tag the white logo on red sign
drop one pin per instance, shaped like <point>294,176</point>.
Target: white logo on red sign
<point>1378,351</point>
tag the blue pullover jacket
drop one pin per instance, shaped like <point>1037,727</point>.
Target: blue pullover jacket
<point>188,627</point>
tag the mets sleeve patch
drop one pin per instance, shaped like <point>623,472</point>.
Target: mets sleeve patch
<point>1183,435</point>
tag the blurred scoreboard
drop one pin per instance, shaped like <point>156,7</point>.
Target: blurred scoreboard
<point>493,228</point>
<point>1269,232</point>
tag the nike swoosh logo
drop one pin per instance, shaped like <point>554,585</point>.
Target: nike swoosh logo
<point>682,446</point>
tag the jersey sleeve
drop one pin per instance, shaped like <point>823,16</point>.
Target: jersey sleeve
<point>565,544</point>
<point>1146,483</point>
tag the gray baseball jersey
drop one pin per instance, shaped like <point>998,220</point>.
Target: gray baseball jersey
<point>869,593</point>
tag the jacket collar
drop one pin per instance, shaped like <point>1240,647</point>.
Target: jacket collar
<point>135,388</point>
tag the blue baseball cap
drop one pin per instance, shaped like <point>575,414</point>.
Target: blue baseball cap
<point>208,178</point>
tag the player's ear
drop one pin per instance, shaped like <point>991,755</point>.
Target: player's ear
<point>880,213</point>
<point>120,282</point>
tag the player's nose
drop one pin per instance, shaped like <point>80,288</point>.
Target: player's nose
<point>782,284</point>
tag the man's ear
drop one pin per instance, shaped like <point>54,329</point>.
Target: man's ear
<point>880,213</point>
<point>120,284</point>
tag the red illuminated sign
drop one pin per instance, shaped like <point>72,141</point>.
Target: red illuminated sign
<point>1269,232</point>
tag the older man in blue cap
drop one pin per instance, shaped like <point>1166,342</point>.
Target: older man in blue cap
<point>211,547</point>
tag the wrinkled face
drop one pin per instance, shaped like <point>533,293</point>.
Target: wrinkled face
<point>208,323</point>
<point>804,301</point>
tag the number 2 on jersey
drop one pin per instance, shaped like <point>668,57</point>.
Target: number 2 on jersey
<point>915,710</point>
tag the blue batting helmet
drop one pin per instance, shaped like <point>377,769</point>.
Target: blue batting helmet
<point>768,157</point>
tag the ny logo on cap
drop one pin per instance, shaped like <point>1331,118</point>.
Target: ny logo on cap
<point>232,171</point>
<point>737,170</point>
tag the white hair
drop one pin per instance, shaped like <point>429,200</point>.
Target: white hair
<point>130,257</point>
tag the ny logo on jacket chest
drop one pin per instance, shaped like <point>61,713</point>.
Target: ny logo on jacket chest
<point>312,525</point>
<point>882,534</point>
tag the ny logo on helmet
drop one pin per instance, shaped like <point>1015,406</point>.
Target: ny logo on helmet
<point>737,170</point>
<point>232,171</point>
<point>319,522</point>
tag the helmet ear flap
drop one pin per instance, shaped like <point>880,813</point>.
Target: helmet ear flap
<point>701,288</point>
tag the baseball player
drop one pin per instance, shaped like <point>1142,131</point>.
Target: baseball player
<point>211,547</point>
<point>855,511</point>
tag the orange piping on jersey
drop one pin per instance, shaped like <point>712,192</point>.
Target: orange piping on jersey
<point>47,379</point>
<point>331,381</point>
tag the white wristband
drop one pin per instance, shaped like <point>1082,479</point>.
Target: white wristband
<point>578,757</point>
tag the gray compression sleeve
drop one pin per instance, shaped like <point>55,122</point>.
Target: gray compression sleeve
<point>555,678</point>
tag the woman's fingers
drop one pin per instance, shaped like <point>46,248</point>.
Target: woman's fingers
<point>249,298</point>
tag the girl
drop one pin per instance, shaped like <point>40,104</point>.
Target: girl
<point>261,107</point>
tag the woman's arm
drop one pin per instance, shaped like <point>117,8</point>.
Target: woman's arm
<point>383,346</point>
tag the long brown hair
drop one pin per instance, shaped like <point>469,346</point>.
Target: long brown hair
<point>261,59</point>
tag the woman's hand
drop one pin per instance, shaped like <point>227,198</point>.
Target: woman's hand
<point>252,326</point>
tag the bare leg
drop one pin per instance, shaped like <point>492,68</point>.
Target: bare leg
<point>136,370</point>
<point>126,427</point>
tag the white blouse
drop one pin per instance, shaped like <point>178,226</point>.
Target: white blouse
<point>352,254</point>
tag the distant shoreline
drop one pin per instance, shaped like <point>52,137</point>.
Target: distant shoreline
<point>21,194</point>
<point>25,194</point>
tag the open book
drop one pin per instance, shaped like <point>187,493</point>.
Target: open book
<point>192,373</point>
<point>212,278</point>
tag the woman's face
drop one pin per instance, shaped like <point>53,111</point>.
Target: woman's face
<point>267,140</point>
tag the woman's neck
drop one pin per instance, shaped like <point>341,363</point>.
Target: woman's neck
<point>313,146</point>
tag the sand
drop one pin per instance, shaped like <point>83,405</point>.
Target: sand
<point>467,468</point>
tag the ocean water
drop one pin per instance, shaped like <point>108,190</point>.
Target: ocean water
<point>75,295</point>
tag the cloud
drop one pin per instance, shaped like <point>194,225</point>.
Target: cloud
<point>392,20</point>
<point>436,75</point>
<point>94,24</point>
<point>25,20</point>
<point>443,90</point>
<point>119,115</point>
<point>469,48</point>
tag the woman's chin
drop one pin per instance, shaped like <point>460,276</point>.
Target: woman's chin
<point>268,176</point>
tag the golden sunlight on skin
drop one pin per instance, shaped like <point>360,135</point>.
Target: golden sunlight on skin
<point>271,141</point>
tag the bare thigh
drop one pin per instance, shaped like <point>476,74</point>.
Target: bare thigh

### Aim of the exercise
Retype the material above, character for character.

### Reply to the task
tag the white logo on red sign
drop one pin per instance, shaped like <point>294,176</point>.
Target: white logo on red sign
<point>1378,351</point>
tag the blue pullover jacket
drop one pin per instance, shaped like <point>1037,727</point>.
Target: blue pullover jacket
<point>188,627</point>
tag the mets sleeve patch
drop one pin per instance, shaped like <point>623,472</point>.
Target: mets sleeve patch
<point>1183,435</point>
tag the blurred scoreboard
drop one pin per instance, shaped like <point>156,7</point>.
Target: blurred scoreboard
<point>493,228</point>
<point>1269,232</point>
tag the nike swoosh logo
drop one pin per instance, shaped like <point>554,585</point>.
Target: nike swoosh logo
<point>682,446</point>
tag the jersey sleeve
drop one pin per instance, shaped like <point>823,16</point>.
Target: jersey sleeve
<point>565,544</point>
<point>1146,483</point>
tag the gray baseball jersey
drop one pin per instance, shaped like <point>998,220</point>.
Target: gray baseball jersey
<point>869,593</point>
tag the jacket collar
drop one pin per instance, shaped like <point>1240,647</point>.
Target: jacket collar
<point>135,388</point>
tag the blue baseball cap
drop one pin per instance, shaped like <point>575,414</point>.
Target: blue baseball cap
<point>208,178</point>
tag the player's ear
drop one pin per instance, shaped like <point>991,755</point>.
Target: player's ear
<point>880,213</point>
<point>120,282</point>
tag the player's nose
drop one pin per instance, shaped like <point>80,288</point>.
Target: player's nose
<point>782,284</point>
tag the man's ear
drop one pin per instance, shaped like <point>54,329</point>.
Target: man's ear
<point>880,213</point>
<point>120,284</point>
tag the red illuminated sign
drop one pin per instance, shaped like <point>72,141</point>.
Target: red illuminated sign
<point>1269,232</point>
tag the older man in blue cap
drop one pin per instance, shaped like <point>1166,342</point>.
Target: older man in blue cap
<point>211,547</point>
tag the wrinkled face
drop one pin per instance, shaped like <point>533,293</point>.
Target: wrinkled face
<point>208,323</point>
<point>804,301</point>
tag the number 2 on jersey
drop one pin per instance, shaped like <point>668,57</point>.
Target: number 2 on jersey
<point>915,710</point>
tag the blue batting helmet
drop one pin per instance, shaped like <point>377,769</point>.
Target: blue batting helmet
<point>768,157</point>
tag the ny logo on cap
drop one pin per instance, shaped like <point>1331,118</point>.
Target: ny logo on cap
<point>232,171</point>
<point>737,170</point>
tag the white hair
drop one pin per instance, shaped like <point>429,200</point>.
Target: white hair
<point>130,257</point>
tag the ny logo on jacket chest
drop one pin per instance, shaped like <point>61,713</point>.
Target: ny logo on jacket chest
<point>312,525</point>
<point>882,534</point>
tag the ny logo on helmet
drop one pin per instance, shaped like <point>1015,406</point>.
Target: ny logo on helmet
<point>737,170</point>
<point>232,171</point>
<point>319,522</point>
tag the helmet ear flap
drop one pin per instance, shaped like <point>880,813</point>.
Target: helmet ear flap
<point>701,288</point>
tag the baseball player
drop one pin per instance, shaped like <point>1142,131</point>.
Target: baseball player
<point>211,547</point>
<point>855,511</point>
tag the orange piping on jersey
drop one pin per instance, shaped like <point>712,192</point>.
Target: orange piping on jersey
<point>47,379</point>
<point>331,381</point>
tag the white wristband
drop one pin per instance, shaped like <point>1082,479</point>.
Target: white wristband
<point>578,757</point>
tag the gray compression sleeve
drop one pin per instance, shaped like <point>55,122</point>.
Target: gray compression sleeve
<point>555,678</point>
tag the woman's fingers
drop one pin per instance, shaped like <point>46,248</point>.
Target: woman's fingers
<point>249,298</point>
tag the girl
drop one pin per instance, shaped like <point>40,104</point>.
Target: girl
<point>261,107</point>
tag the woman's arm
drop one pin per instance, shaped like <point>117,8</point>.
Target: woman's arm
<point>383,346</point>
tag the long brown hair
drop one pin per instance, shaped like <point>469,346</point>.
Target: long brown hair
<point>261,59</point>
tag the woman's hand
drop one pin per instance, shaped like <point>227,198</point>.
Target: woman's hand
<point>252,326</point>
tag the bare leg
drop one pin per instance, shaped like <point>492,68</point>.
Target: bare leg
<point>136,370</point>
<point>126,427</point>
tag the white blouse
drop one pin per instance, shaped like <point>178,226</point>.
Target: white blouse
<point>352,254</point>
tag the distant shoreline
drop one pin per instance, shaped like <point>52,137</point>.
Target: distant shoreline
<point>21,194</point>
<point>25,194</point>
tag the open book
drop one pin per instance, shaped like <point>187,493</point>.
Target: open book
<point>192,373</point>
<point>212,278</point>
tag the woman's face
drop one pin per instance, shaped like <point>53,111</point>.
Target: woman's face
<point>267,140</point>
tag the woman's neck
drop one pin per instance, shaped like <point>341,363</point>.
Target: woman's neck
<point>313,146</point>
tag the sand
drop one pin per instance, shaped like <point>83,405</point>.
Target: sand
<point>467,468</point>
tag the ocean water
drop one pin per instance, shaped like <point>108,190</point>.
Target: ocean water
<point>75,295</point>
tag the cloud
drop one pin per instance, shaped like <point>194,225</point>.
Target: cloud
<point>392,20</point>
<point>436,75</point>
<point>94,24</point>
<point>25,20</point>
<point>443,90</point>
<point>119,115</point>
<point>469,48</point>
tag the woman's chin
drop one pin per instance, shaped like <point>460,276</point>.
Target: woman's chin
<point>268,176</point>
tag the golden sunlight on skin
drop one pin per instance, shaped like <point>360,135</point>.
Target: golden sunlight on skin
<point>271,141</point>
tag the bare thigh
drop one pin per instance, shaped like <point>476,74</point>.
Target: bare thigh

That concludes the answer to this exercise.